> [Your objective]
Please report how many lines in the data below contain "toilet". Nothing besides the number should be written.

--- START ---

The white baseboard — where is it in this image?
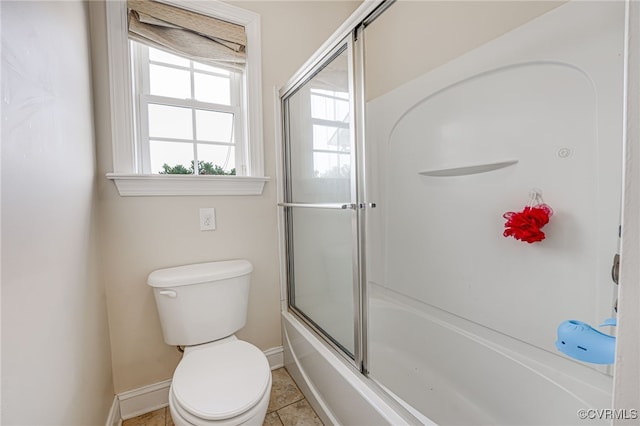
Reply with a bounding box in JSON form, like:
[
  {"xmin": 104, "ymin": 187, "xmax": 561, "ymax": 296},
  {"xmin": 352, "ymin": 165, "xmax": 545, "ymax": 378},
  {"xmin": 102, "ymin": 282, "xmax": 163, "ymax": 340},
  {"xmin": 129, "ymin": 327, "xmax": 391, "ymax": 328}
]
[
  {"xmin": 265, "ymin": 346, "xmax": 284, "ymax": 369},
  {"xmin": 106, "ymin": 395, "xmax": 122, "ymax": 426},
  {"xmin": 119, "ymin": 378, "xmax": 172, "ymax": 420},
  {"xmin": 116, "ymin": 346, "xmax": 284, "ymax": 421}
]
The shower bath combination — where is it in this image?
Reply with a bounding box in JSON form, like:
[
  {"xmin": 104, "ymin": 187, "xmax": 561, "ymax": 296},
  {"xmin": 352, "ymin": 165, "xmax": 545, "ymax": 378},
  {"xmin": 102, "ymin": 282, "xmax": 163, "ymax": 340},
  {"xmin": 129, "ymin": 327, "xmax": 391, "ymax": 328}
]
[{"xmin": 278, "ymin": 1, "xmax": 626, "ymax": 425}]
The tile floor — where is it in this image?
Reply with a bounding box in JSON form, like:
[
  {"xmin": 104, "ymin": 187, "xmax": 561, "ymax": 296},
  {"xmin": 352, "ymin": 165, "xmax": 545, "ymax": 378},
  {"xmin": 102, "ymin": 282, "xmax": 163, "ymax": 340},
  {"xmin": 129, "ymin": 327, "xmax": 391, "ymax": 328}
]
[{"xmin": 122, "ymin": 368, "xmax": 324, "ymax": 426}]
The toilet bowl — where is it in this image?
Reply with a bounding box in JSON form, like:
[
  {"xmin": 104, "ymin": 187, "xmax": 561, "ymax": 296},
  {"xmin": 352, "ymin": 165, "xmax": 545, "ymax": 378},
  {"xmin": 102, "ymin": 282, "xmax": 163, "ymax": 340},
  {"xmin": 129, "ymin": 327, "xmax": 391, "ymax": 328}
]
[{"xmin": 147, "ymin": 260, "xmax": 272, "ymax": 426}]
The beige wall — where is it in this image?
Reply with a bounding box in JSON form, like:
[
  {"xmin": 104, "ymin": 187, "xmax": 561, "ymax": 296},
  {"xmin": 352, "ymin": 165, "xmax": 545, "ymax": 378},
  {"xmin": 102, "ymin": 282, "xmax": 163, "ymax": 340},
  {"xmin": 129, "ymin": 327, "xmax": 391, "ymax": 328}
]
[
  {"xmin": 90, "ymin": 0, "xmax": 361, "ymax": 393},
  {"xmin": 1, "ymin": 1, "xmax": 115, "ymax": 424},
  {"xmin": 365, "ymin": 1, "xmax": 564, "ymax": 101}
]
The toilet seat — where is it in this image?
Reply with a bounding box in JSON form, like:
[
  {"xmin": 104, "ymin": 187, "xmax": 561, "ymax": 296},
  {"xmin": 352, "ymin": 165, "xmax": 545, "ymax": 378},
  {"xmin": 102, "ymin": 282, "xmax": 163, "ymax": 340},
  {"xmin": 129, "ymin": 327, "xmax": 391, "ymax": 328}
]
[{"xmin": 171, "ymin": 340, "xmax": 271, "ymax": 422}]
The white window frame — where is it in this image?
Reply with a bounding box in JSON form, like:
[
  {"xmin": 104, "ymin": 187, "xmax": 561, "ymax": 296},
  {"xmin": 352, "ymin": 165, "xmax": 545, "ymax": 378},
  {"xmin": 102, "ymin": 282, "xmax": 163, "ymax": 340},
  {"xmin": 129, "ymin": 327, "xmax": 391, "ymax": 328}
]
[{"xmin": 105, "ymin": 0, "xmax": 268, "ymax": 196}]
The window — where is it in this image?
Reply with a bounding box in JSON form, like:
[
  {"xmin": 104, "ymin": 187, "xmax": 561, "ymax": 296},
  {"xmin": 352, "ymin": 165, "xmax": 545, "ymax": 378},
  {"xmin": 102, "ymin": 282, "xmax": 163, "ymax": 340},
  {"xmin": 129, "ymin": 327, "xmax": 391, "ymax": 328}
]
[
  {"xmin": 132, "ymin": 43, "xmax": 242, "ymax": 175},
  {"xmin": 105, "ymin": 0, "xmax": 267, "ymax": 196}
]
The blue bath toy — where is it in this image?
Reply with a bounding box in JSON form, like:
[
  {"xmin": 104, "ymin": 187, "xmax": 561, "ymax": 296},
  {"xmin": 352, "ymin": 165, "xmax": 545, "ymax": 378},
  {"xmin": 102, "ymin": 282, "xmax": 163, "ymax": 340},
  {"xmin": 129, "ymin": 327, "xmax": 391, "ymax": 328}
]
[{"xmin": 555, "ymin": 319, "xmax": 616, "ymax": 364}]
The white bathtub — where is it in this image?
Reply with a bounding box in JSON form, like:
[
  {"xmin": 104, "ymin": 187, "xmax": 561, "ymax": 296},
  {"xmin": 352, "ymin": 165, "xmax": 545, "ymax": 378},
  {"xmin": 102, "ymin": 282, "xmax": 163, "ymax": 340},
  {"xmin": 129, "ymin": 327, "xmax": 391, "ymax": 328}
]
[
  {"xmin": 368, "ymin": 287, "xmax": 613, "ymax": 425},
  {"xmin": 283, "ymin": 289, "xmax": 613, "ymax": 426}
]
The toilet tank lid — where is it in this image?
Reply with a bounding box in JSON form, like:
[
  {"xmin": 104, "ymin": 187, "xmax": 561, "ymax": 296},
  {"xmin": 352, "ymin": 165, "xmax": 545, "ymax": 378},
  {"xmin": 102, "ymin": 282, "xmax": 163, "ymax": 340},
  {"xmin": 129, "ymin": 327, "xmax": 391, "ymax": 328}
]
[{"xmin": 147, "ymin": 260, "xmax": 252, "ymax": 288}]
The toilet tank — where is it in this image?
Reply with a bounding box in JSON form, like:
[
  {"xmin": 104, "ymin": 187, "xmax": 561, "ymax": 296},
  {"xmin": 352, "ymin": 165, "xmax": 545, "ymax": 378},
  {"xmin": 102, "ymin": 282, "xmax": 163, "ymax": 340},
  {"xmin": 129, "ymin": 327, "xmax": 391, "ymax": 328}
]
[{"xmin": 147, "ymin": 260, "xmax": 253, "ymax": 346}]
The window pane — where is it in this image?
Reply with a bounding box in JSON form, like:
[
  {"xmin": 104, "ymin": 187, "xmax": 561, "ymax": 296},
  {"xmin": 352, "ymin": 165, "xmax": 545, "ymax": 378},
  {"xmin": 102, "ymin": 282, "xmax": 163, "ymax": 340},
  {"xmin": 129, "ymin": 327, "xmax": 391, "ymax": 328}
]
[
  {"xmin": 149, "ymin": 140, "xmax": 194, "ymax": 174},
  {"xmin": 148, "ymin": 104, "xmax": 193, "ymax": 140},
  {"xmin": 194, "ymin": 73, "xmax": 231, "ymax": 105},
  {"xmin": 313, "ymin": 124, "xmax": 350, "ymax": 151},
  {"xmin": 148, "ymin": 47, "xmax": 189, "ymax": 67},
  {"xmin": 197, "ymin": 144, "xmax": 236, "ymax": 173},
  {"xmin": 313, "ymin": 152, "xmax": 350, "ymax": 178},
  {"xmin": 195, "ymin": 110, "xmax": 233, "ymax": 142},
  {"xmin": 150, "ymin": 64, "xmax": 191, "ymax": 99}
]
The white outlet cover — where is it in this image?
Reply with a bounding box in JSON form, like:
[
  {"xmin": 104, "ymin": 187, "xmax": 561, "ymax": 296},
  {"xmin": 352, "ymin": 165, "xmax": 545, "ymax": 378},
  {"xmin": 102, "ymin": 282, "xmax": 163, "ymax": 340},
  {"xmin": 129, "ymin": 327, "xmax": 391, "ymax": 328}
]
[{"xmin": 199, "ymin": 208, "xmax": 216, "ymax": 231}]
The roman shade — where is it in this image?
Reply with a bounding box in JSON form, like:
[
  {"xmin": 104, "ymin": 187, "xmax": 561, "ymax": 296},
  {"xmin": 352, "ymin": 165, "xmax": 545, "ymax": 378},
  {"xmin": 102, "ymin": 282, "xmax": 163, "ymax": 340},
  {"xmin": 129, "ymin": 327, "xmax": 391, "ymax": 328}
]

--- END ---

> [Response to the exercise]
4